▸ What you have to do: Reproduce every line of the records below without any changes.
Start of Records provided
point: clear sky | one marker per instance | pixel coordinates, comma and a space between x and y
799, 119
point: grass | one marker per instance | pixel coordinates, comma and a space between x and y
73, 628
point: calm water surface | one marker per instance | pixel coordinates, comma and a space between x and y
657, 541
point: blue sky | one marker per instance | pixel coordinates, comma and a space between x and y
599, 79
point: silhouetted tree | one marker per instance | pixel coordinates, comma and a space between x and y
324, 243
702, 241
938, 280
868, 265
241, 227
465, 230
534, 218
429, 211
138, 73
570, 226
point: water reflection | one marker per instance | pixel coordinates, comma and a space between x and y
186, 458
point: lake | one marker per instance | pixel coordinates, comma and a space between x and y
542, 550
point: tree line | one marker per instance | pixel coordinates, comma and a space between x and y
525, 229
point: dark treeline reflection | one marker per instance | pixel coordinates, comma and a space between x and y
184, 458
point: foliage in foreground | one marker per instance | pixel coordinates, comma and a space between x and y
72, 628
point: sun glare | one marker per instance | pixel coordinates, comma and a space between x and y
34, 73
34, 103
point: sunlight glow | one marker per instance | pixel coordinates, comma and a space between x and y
End of Records provided
▸ Expected answer:
point: clear sky | one marker per instance | pixel coordinates, comma and a space between x and y
799, 119
point: grass | one marker per instance | pixel coordinates, comma and a space between x and y
73, 628
point: calm water surface | one marker per instance | pixel coordinates, comma and a space between x and y
657, 541
point: blue sky | one marker per instance | pixel coordinates, comma and a space between x and y
599, 79
point: silhouetted tree | one marker per instance | pixel coordinates, comma and a space between x and y
324, 243
702, 241
938, 280
868, 265
241, 227
465, 230
534, 218
429, 211
138, 73
570, 226
point: water reflection | one marker per instance | pixel coordinates, comma and a space between x and y
186, 458
point: lake | one marker per instance | pixel coordinates, comma and a space between x and y
542, 550
point: tree line | one marker per instance | pixel coordinates, comma and a space between x and y
525, 229
point: dark treeline reflection | one marker per instance | pixel coordinates, comma and a space between x and y
184, 458
point: foliage in foreground | one marker per instance | pixel coordinates, comma and a space between x and y
72, 628
point: sun glare | one marker per instance | pixel coordinates, comma and a space between x and y
34, 73
34, 103
point: sunlight glow | one marker per instance | pixel coordinates, comma and a space between x and y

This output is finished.